• Work instructions: Repeat exactly the lines of the records below, starting at the line containing "Please pin the blue" and ending at the line containing "Target: gold layered necklace". Leave the pictures out.

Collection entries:
>>>

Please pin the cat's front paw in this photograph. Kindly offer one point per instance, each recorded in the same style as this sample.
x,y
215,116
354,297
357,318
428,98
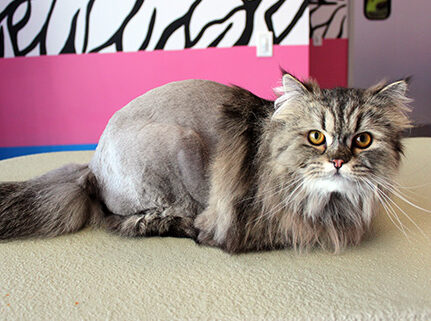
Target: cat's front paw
x,y
205,238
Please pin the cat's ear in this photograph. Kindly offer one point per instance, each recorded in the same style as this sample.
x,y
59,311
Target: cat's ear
x,y
292,89
395,89
292,84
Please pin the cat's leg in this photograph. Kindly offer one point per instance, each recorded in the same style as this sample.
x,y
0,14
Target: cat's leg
x,y
153,183
152,222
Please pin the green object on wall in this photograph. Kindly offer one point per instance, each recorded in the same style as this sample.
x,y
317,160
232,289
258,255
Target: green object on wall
x,y
377,9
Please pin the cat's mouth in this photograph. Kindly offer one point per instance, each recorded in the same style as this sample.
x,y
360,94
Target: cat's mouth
x,y
333,182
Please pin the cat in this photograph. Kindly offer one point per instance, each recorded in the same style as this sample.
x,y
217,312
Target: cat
x,y
226,168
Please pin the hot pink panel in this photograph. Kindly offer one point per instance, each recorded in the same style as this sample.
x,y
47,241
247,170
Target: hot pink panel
x,y
68,99
329,63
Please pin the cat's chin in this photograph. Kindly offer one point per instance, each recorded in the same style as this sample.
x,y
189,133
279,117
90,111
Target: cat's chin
x,y
330,184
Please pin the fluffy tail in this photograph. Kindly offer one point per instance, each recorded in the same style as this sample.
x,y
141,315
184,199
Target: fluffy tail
x,y
61,201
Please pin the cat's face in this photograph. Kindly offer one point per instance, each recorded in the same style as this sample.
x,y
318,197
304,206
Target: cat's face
x,y
339,140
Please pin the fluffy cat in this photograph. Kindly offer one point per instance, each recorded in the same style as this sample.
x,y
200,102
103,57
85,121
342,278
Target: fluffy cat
x,y
229,169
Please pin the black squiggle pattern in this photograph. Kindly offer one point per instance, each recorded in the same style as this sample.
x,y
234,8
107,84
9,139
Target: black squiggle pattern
x,y
12,28
336,7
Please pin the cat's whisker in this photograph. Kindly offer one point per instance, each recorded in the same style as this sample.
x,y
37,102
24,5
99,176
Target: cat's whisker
x,y
282,205
391,212
407,216
384,182
403,197
387,207
270,192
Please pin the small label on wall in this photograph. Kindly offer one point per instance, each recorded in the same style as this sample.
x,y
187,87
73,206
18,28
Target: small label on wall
x,y
264,44
317,39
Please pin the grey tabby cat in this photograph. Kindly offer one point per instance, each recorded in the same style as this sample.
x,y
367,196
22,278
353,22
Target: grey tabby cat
x,y
218,164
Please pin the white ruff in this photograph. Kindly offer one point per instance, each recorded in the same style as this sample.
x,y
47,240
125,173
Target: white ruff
x,y
330,184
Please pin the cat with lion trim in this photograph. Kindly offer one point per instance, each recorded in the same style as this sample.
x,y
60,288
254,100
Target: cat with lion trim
x,y
218,164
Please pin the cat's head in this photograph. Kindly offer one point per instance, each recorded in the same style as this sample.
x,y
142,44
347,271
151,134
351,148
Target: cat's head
x,y
336,144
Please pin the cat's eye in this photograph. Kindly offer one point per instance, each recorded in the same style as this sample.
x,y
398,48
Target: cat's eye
x,y
362,140
316,138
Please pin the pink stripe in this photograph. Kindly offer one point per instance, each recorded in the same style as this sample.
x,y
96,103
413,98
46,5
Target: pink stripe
x,y
68,99
329,63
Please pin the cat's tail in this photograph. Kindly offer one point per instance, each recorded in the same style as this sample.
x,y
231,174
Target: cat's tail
x,y
61,201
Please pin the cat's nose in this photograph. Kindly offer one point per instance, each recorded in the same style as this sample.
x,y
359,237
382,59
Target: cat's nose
x,y
337,163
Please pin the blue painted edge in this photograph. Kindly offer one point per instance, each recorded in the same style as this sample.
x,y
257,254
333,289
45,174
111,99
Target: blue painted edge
x,y
9,152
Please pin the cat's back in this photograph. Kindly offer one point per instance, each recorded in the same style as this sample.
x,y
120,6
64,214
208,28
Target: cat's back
x,y
189,103
168,130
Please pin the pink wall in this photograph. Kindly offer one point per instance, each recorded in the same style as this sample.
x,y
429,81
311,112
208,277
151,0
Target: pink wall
x,y
329,62
68,99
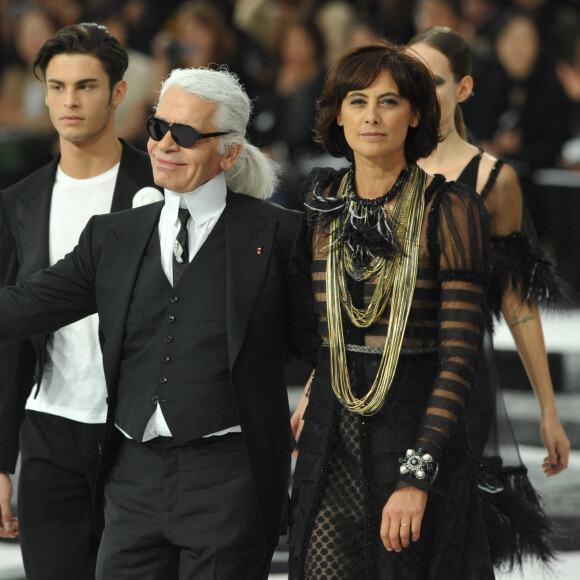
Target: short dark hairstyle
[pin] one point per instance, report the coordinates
(85, 38)
(357, 70)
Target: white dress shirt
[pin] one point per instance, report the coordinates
(73, 381)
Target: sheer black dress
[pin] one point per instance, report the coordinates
(516, 523)
(348, 464)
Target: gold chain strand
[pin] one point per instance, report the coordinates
(404, 279)
(385, 269)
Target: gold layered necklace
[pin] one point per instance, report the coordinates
(395, 276)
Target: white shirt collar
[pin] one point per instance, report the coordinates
(203, 203)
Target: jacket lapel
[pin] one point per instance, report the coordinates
(32, 209)
(123, 251)
(134, 173)
(249, 241)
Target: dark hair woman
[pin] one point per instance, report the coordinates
(521, 278)
(384, 484)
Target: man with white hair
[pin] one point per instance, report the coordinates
(201, 298)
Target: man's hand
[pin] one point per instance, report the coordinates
(402, 516)
(296, 421)
(8, 524)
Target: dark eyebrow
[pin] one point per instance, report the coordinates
(81, 82)
(359, 94)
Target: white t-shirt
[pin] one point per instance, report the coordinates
(73, 382)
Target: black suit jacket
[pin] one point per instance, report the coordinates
(270, 313)
(24, 244)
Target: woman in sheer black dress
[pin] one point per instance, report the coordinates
(521, 277)
(384, 485)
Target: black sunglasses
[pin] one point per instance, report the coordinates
(184, 135)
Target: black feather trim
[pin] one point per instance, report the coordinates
(365, 231)
(516, 263)
(515, 521)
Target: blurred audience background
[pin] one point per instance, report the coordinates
(526, 65)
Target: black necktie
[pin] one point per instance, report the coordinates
(180, 253)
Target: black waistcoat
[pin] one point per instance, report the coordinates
(175, 348)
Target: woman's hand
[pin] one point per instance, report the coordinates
(557, 445)
(402, 517)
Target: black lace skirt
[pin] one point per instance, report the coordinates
(348, 467)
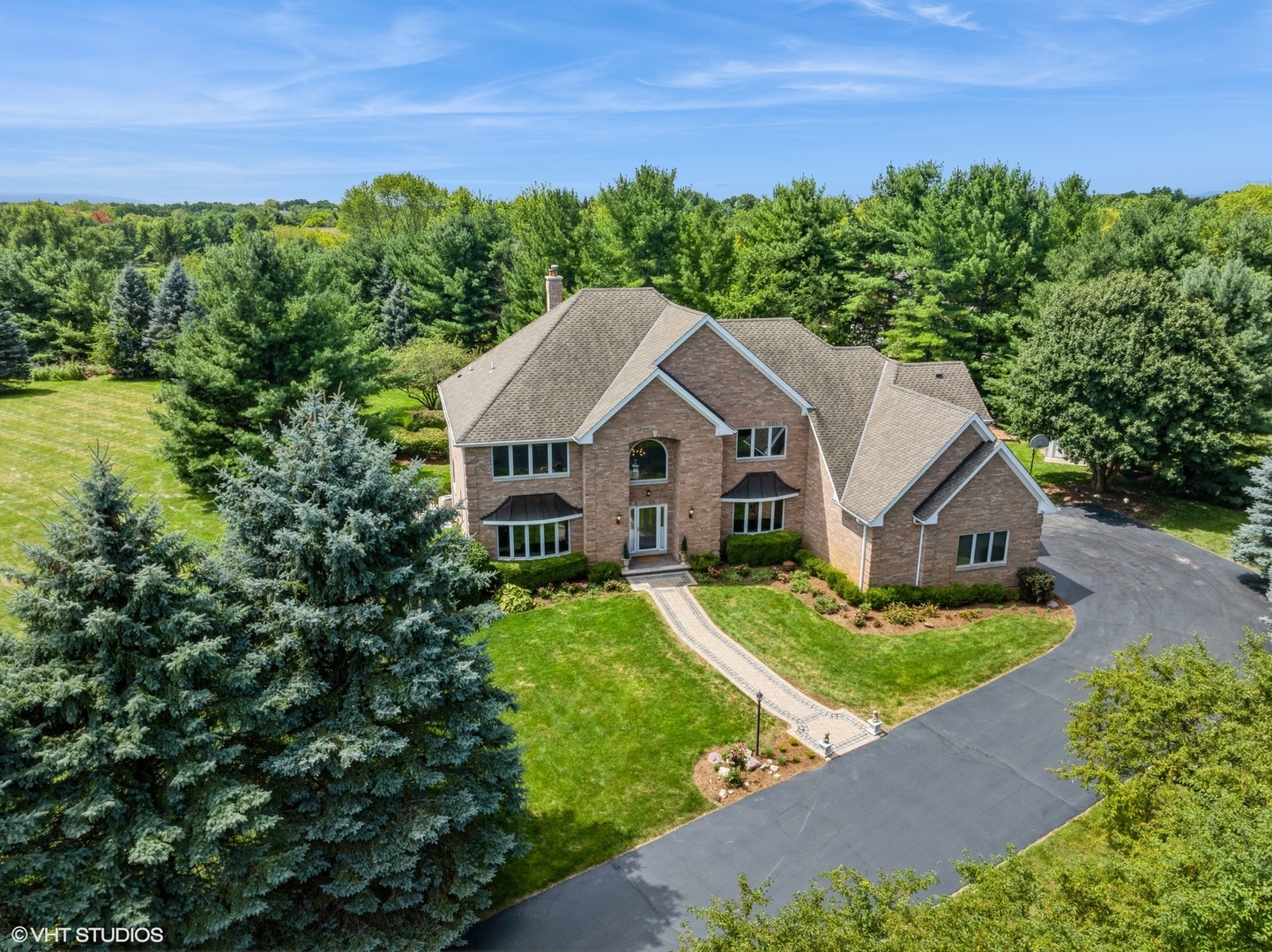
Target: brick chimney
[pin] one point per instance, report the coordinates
(552, 283)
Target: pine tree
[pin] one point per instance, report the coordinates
(14, 361)
(172, 309)
(273, 326)
(396, 324)
(383, 281)
(376, 725)
(1252, 542)
(130, 315)
(117, 803)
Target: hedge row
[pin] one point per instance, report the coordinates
(881, 596)
(424, 444)
(761, 549)
(537, 573)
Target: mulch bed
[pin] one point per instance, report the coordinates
(945, 617)
(711, 785)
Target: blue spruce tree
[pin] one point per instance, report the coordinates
(173, 307)
(14, 361)
(130, 315)
(376, 727)
(117, 793)
(1252, 542)
(396, 324)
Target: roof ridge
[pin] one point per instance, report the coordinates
(569, 306)
(864, 428)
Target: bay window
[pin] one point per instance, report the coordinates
(758, 516)
(533, 539)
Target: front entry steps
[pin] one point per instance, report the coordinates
(648, 567)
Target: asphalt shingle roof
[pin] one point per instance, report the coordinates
(878, 423)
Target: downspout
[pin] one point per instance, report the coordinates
(861, 568)
(919, 565)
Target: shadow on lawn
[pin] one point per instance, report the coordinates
(560, 845)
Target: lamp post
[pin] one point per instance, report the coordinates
(760, 697)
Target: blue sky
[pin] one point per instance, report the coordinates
(242, 102)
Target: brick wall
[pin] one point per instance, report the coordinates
(694, 475)
(728, 383)
(995, 499)
(892, 556)
(484, 493)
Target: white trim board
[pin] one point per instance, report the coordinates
(721, 428)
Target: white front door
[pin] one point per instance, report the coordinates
(649, 530)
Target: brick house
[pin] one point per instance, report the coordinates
(620, 416)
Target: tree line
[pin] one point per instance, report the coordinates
(985, 265)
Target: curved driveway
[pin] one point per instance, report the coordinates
(971, 773)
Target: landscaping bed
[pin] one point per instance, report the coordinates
(780, 757)
(899, 673)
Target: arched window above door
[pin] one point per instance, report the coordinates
(649, 462)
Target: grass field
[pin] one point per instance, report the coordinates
(49, 430)
(899, 674)
(1205, 524)
(614, 714)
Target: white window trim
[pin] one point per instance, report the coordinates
(666, 458)
(775, 427)
(970, 567)
(533, 522)
(531, 475)
(761, 502)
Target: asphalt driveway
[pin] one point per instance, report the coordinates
(968, 774)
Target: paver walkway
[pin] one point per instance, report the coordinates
(971, 774)
(807, 720)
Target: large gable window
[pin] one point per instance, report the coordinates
(649, 462)
(982, 549)
(755, 442)
(520, 459)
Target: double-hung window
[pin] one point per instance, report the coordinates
(533, 539)
(982, 549)
(761, 516)
(757, 442)
(519, 459)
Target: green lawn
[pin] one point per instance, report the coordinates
(899, 674)
(49, 430)
(614, 711)
(1205, 524)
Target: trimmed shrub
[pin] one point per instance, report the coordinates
(537, 573)
(762, 549)
(826, 605)
(949, 597)
(600, 573)
(513, 599)
(425, 444)
(1034, 584)
(419, 420)
(899, 614)
(701, 562)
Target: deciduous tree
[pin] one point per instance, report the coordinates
(1125, 372)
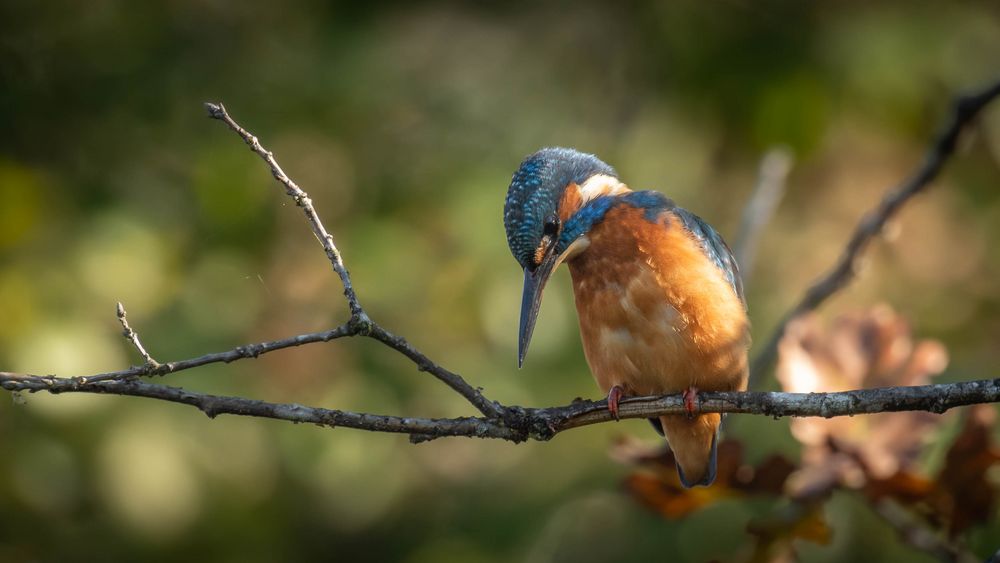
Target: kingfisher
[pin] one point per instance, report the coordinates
(658, 292)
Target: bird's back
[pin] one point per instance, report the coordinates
(661, 310)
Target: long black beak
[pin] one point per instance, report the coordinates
(531, 301)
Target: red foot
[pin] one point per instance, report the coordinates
(690, 396)
(614, 395)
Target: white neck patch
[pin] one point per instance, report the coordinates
(599, 185)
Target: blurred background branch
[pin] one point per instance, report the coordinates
(963, 111)
(771, 176)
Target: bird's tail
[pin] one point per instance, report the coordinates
(694, 442)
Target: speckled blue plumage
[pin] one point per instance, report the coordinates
(535, 190)
(538, 184)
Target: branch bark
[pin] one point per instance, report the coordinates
(516, 423)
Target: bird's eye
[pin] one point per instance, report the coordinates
(551, 226)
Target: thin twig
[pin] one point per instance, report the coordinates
(360, 324)
(774, 169)
(964, 109)
(301, 198)
(133, 337)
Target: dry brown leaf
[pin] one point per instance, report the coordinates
(860, 350)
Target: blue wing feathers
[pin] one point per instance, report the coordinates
(711, 241)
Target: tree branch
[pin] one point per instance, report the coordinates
(964, 109)
(520, 423)
(512, 422)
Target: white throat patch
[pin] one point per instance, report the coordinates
(599, 185)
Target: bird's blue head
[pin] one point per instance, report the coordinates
(544, 196)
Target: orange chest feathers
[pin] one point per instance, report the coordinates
(656, 314)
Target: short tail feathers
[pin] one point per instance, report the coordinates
(695, 446)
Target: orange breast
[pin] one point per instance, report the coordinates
(656, 314)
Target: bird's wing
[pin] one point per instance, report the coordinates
(711, 241)
(714, 247)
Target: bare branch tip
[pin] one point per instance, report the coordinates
(215, 111)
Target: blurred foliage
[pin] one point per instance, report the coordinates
(403, 122)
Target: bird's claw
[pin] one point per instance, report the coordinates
(614, 395)
(690, 397)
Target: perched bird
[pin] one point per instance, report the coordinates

<<<

• Solution for this problem:
Please pin the blue painted edge in this photograph. Kindly offer one point per instance, each recorded in the same style as this sample.
x,y
257,254
333,289
45,174
111,99
Target: blue painted edge
x,y
9,152
Please pin the cat's back in this photograph. Kindly offer one point per instance, each recorded in the same style as this sample.
x,y
120,6
64,214
208,28
Target: cat's back
x,y
189,103
168,130
Please pin the pink wall in this photograph. Kindly offer one point per instance, each recorded in the same style as this sample.
x,y
429,81
311,112
208,277
151,0
Target: pink wall
x,y
329,62
68,99
Target: short dark hairstyle
[pin] one point per instance, report the coordinates
(85, 38)
(357, 70)
Target: white dress shirt
[pin] one point per instance, report the coordinates
(73, 381)
Target: sheer black dress
[pin] one point per instance, report the coordinates
(516, 523)
(348, 464)
Target: gold chain strand
[pin] one point per instance, report the coordinates
(404, 279)
(385, 269)
Target: gold layered necklace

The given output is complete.